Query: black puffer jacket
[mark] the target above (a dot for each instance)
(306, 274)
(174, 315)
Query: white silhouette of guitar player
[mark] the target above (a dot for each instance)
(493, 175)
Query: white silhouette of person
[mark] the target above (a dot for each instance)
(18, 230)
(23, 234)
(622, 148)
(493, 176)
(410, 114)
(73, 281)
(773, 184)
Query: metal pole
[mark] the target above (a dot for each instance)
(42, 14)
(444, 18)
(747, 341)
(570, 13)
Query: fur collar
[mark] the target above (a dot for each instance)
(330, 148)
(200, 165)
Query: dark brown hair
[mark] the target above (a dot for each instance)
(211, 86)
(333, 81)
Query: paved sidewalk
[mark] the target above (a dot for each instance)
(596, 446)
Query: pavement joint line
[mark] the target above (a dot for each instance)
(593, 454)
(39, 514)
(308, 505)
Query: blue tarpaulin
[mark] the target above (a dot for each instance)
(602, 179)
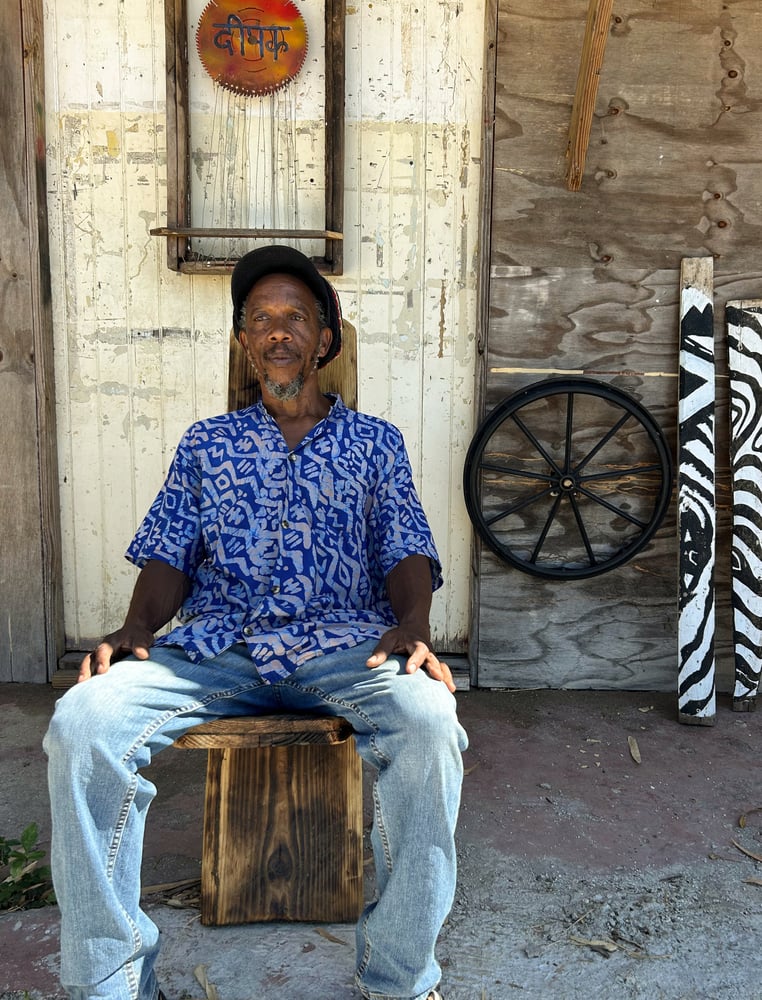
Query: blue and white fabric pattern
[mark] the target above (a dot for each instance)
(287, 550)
---
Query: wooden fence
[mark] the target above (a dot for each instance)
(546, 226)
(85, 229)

> **WHAT IS BEING ASKED**
Looking at the data above, write out exactly the lines that start at the one containing "Query: black puffer jacket" and end at the one containing "Query: dark brown hair"; include both and nothing beyond.

> **WRITTEN RESPONSE**
Query: black puffer jacket
[mark] the target above (a dot for each instance)
(306, 274)
(174, 315)
Query: white silhouette of guitar player
[mark] the target above (a dot for each instance)
(493, 175)
Query: white silhouette of person
[mark] the target above (a dot for each instance)
(18, 230)
(23, 234)
(622, 148)
(493, 176)
(410, 114)
(73, 281)
(773, 184)
Query: metal pole
[mark] the target above (a dot for each instance)
(42, 14)
(444, 18)
(747, 341)
(570, 13)
Query: fur collar
[mark] the target above (a dot for each instance)
(330, 148)
(200, 165)
Query: dark brown hair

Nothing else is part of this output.